> EXERCISE DIRECTIONS
Line count for the string "railing" in the records below: report that figure and nothing else.

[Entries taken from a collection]
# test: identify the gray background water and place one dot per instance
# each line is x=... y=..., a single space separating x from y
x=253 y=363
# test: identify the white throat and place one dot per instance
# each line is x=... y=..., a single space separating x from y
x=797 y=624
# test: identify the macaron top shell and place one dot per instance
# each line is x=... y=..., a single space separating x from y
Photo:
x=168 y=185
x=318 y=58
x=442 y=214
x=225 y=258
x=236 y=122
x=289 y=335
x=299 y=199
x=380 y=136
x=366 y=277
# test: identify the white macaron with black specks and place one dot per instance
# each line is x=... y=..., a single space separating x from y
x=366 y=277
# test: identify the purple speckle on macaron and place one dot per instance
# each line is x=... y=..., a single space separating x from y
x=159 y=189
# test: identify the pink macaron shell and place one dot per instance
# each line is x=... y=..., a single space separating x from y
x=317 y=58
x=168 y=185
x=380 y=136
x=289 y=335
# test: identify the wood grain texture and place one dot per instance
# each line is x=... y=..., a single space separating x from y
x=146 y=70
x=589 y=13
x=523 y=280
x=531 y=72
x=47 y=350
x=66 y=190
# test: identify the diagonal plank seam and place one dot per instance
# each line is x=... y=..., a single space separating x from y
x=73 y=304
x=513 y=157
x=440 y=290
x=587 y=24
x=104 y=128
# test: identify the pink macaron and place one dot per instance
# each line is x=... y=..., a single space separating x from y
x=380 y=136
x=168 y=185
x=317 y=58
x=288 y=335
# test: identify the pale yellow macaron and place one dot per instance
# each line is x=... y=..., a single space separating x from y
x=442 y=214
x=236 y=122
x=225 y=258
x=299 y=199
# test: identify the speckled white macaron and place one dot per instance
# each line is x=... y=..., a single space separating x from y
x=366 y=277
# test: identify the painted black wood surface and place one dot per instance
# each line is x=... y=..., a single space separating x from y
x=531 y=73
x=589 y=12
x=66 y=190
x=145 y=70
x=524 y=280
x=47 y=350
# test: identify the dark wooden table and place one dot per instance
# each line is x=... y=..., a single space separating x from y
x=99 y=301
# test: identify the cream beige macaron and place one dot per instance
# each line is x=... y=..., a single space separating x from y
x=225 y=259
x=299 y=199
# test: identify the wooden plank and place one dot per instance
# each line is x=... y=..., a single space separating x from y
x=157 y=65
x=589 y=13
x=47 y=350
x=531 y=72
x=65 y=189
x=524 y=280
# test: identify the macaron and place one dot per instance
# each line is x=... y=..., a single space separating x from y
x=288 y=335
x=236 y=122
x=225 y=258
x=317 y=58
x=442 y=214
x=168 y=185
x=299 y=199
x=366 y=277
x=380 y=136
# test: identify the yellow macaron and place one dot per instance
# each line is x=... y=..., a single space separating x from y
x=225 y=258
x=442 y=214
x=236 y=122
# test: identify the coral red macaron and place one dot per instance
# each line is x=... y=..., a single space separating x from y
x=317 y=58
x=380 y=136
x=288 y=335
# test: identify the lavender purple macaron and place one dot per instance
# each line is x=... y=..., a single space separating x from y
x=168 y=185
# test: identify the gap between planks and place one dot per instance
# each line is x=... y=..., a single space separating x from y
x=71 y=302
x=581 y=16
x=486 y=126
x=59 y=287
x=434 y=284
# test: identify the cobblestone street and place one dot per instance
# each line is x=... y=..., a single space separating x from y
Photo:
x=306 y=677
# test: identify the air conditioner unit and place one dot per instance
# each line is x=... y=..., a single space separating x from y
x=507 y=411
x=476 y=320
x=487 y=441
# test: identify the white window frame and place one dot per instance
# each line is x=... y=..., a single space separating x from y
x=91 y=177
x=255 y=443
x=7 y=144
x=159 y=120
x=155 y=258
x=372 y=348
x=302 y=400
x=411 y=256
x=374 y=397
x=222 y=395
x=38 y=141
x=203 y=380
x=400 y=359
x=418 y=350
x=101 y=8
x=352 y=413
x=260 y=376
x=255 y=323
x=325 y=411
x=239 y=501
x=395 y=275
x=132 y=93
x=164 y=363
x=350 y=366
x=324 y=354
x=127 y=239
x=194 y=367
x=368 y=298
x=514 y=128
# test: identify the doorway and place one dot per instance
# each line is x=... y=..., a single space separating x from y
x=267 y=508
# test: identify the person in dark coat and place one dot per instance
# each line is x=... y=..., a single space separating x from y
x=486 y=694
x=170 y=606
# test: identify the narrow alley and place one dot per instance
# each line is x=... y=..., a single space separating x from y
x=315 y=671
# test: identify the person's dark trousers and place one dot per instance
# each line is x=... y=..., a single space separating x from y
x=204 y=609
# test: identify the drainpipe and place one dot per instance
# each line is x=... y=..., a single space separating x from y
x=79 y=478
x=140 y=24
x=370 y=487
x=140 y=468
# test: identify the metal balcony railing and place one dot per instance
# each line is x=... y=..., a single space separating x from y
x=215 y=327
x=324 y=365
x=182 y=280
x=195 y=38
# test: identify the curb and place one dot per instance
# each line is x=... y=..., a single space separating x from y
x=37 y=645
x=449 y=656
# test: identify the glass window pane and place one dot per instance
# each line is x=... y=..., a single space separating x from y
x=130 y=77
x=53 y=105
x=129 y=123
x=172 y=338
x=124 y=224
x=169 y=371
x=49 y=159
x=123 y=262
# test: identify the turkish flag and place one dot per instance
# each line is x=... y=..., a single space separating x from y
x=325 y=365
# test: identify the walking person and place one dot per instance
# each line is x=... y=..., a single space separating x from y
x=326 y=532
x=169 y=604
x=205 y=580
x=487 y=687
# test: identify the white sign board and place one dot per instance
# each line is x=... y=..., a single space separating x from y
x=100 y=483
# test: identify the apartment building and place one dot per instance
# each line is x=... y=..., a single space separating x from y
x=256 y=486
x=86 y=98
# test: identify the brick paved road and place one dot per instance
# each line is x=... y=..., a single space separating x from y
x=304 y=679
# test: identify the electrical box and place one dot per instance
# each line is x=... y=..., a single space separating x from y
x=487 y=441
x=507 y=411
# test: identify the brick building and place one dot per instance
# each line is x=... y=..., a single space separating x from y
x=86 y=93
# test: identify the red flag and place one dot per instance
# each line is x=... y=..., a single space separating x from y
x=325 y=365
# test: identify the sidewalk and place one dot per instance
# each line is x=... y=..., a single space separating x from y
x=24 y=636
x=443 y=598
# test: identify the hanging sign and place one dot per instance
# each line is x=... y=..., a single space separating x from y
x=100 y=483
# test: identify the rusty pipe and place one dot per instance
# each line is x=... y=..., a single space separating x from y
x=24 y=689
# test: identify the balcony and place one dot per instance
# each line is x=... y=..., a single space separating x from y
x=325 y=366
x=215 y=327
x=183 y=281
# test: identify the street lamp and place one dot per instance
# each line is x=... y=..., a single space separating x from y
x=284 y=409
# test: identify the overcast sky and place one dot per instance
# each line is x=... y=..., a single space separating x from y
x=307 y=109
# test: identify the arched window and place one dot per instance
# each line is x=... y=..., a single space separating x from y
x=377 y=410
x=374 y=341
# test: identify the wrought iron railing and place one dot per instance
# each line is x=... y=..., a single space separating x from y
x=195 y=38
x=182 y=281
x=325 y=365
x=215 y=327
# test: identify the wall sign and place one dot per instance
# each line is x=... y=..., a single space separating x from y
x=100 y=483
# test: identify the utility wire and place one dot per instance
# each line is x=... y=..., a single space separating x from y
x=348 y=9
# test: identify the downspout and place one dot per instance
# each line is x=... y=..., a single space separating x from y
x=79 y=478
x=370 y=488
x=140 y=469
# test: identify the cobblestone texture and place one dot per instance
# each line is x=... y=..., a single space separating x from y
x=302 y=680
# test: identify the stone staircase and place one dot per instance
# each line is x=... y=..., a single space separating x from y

> ANSWER TO THIS PROBLEM
2